Every line in the entries that holds "wall" should be identified and copied.

Dataset entries:
* * * * * * * * *

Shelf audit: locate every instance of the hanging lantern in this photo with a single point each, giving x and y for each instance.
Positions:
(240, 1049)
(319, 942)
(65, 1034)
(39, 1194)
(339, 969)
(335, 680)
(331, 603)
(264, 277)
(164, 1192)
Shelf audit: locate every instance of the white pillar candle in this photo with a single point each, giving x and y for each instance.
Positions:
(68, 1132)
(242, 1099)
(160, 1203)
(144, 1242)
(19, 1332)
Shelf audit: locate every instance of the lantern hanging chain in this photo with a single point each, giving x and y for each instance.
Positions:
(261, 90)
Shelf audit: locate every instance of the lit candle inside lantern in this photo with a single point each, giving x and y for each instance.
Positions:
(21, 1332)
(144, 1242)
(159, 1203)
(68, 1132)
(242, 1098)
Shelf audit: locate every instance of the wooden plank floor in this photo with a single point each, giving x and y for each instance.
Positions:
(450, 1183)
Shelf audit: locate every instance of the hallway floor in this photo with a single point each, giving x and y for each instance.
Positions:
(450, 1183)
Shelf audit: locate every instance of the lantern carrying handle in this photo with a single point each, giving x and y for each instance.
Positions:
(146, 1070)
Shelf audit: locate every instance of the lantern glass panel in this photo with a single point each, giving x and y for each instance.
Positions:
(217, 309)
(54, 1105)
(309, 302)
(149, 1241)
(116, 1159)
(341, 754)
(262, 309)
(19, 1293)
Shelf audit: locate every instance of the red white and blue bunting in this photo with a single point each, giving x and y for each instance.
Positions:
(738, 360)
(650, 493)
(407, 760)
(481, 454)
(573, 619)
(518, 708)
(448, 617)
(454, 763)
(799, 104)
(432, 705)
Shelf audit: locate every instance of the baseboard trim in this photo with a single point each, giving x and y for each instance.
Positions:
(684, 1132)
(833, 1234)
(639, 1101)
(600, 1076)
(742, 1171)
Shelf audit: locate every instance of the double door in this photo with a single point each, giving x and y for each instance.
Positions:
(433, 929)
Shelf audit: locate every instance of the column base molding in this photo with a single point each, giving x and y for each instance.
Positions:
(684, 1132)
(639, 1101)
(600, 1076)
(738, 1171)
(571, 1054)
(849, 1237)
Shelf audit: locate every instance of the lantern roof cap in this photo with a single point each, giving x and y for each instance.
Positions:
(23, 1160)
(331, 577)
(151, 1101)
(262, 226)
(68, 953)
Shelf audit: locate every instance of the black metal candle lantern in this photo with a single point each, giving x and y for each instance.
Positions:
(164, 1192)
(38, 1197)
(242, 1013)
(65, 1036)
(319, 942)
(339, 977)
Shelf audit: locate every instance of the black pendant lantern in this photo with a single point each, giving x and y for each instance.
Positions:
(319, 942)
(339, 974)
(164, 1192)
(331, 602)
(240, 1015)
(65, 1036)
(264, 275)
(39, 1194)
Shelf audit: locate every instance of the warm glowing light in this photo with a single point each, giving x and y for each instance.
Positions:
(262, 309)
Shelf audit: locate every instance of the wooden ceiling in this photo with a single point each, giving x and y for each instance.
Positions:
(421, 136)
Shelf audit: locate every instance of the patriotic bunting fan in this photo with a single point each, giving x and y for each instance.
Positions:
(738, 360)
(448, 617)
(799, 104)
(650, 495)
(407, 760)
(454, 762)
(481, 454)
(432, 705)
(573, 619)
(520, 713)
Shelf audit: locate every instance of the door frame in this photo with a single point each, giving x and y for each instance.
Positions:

* * * * * * * * *

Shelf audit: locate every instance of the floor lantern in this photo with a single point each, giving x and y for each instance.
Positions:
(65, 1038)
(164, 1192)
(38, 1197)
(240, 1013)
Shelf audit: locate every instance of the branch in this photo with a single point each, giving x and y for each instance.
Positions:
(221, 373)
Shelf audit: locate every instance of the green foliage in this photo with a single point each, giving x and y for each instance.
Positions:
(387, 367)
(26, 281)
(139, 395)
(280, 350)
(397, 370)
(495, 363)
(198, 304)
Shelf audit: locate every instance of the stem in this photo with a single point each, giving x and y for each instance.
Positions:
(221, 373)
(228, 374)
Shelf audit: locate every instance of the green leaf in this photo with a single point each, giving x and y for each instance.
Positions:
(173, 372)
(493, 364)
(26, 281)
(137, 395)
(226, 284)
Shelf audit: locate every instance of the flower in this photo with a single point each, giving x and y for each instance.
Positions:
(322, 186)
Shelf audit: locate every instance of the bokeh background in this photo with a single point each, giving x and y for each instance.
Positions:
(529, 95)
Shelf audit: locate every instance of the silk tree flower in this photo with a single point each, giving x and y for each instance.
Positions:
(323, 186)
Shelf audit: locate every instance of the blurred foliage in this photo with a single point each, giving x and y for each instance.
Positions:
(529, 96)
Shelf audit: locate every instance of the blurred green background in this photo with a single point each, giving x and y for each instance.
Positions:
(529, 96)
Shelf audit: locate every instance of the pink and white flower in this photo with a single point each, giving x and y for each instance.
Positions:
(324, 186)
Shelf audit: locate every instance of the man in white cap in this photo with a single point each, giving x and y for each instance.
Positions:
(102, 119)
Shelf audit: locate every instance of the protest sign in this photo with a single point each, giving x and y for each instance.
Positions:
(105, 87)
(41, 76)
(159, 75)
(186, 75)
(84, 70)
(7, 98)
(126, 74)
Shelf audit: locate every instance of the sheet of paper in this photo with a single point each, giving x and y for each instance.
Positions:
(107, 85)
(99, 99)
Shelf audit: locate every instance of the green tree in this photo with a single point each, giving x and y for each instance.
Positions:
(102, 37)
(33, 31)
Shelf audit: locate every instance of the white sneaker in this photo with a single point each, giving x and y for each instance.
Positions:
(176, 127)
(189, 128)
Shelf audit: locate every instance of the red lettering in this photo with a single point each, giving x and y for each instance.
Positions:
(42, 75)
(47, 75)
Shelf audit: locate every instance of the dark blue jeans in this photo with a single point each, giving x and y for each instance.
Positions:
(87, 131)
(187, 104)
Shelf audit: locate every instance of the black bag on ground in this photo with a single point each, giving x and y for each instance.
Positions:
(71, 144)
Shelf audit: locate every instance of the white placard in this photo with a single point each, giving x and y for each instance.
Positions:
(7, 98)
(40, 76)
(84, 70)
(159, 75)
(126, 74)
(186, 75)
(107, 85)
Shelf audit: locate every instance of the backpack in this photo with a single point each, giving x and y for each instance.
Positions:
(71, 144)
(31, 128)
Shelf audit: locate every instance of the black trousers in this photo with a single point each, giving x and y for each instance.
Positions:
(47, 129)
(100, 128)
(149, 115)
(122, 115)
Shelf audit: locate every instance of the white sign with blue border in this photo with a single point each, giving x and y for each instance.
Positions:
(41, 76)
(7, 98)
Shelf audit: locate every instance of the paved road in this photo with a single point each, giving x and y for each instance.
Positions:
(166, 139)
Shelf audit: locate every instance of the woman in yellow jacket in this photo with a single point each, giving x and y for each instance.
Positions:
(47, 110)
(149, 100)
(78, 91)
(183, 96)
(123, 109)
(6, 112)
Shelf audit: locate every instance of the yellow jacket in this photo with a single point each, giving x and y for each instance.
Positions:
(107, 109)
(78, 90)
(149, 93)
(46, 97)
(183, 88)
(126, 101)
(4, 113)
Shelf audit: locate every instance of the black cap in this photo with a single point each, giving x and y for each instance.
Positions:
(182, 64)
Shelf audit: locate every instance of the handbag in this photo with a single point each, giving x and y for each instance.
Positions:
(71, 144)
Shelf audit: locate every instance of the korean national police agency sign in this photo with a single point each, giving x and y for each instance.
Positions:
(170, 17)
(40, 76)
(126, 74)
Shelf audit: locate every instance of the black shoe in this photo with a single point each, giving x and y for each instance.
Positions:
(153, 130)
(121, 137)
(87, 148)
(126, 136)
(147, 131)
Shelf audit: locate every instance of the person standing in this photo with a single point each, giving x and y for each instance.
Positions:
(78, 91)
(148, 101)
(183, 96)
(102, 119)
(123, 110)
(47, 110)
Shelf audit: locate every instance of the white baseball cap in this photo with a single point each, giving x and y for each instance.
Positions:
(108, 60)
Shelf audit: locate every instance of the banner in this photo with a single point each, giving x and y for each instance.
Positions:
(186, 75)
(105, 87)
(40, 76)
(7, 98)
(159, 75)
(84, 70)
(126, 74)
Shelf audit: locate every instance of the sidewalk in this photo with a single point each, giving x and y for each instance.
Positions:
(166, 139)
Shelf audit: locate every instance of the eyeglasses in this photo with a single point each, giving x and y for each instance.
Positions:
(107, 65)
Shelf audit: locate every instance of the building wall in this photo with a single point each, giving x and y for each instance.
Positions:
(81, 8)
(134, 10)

* * * * * * * * *

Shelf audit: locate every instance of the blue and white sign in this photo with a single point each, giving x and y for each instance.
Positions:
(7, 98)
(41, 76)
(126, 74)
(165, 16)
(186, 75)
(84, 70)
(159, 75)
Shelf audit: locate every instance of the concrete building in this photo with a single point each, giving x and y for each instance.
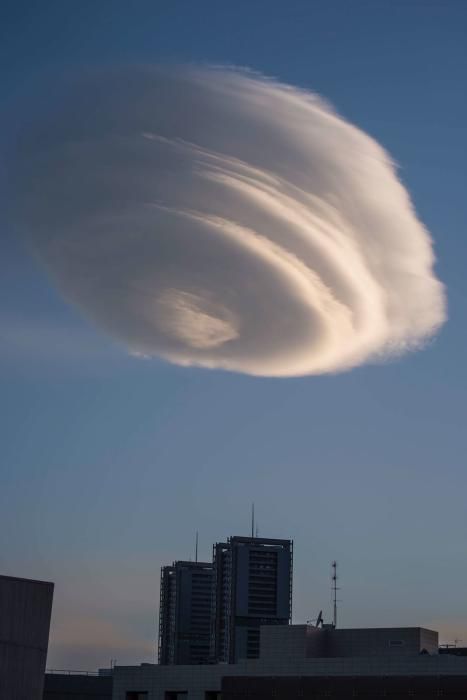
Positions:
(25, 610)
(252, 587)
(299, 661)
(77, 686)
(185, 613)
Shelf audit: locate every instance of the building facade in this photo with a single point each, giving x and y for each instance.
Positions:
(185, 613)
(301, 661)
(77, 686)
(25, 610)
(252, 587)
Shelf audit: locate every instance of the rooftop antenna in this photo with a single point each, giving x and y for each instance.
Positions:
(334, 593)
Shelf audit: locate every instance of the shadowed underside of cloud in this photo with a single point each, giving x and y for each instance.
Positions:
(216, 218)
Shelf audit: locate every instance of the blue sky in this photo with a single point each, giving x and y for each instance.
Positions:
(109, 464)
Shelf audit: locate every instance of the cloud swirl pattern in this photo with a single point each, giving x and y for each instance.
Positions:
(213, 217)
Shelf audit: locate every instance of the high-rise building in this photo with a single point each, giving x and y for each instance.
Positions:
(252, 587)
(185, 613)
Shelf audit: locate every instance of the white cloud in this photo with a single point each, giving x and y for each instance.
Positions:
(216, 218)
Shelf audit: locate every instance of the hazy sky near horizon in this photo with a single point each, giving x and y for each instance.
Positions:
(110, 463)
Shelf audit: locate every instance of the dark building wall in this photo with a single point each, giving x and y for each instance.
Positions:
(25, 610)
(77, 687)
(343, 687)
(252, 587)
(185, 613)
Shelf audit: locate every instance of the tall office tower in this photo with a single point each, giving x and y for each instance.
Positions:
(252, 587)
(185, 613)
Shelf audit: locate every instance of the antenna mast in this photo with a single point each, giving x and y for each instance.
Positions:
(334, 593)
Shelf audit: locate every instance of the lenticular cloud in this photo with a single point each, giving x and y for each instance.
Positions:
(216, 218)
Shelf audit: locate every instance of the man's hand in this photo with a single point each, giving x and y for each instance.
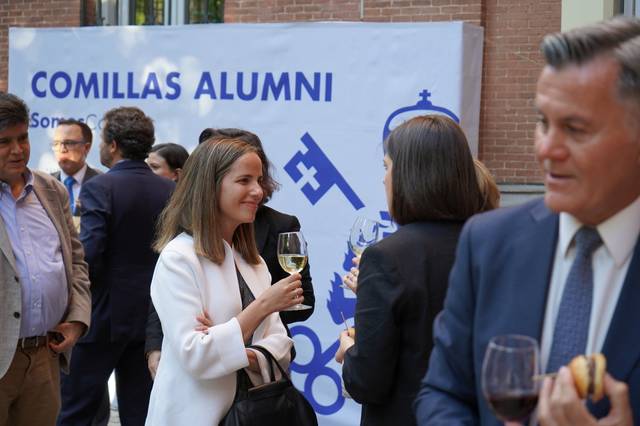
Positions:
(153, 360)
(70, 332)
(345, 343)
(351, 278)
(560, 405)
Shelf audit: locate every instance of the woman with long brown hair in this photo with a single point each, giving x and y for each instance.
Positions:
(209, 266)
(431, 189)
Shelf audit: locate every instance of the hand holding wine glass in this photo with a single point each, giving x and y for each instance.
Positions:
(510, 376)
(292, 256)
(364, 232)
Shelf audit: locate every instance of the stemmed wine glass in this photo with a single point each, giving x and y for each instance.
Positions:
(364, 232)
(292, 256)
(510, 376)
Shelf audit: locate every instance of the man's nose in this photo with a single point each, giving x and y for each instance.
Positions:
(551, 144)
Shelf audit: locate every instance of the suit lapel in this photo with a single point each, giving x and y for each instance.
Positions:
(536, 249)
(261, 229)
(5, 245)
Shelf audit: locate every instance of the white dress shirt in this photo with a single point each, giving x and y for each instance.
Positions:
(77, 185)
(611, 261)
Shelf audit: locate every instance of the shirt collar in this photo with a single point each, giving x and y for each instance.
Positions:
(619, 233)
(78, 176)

* * * * * * * * *

#### [Output for this exercise]
Shelf audit: locate every instance of the building wall in this photo with a single point each, giving x and y for each instance.
Shelf audit: locate every instance of the dark building wall in this photo with a single point each, giving x and y for each instance.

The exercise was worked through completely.